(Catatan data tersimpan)
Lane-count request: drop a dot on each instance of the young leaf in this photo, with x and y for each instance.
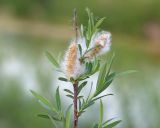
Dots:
(108, 121)
(99, 22)
(63, 79)
(126, 72)
(58, 99)
(43, 101)
(68, 91)
(52, 59)
(70, 96)
(82, 86)
(53, 122)
(101, 97)
(43, 116)
(80, 49)
(111, 125)
(95, 126)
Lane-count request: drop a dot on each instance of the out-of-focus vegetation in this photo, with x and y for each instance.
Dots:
(122, 16)
(23, 65)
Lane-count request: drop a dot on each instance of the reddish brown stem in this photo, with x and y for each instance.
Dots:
(75, 87)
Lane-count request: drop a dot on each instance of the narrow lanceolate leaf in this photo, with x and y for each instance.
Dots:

* _Pernyataan Masalah_: Susun semua baris dari seluruh catatan di atas sebagai daftar bernomor, tanpa baris kosong. Jangan sertakan gambar dalam jawaban.

* _Hasil yang Benar_:
1. Lane-count request: drop a dot on each instance of the young leaf in this photo, with x and y for each instance.
2. Dots:
3. (108, 121)
4. (99, 22)
5. (63, 79)
6. (126, 72)
7. (58, 99)
8. (43, 101)
9. (68, 91)
10. (52, 59)
11. (70, 96)
12. (82, 86)
13. (53, 122)
14. (101, 97)
15. (43, 116)
16. (80, 49)
17. (111, 125)
18. (95, 126)
19. Lane-count request: drop a dot on each instance of the out-of-focus vegetation in this photo, with x and y for each instance.
20. Dots:
21. (122, 16)
22. (23, 65)
23. Lane-count request: drop a dot on each instance of the reddish brown stem in this photo, with x and y for each instance.
24. Dots:
25. (75, 87)
26. Lane-count request: drop a dot on each instance of the narrow lanceolate leaf in this photo, with x and y for each instance.
27. Dots:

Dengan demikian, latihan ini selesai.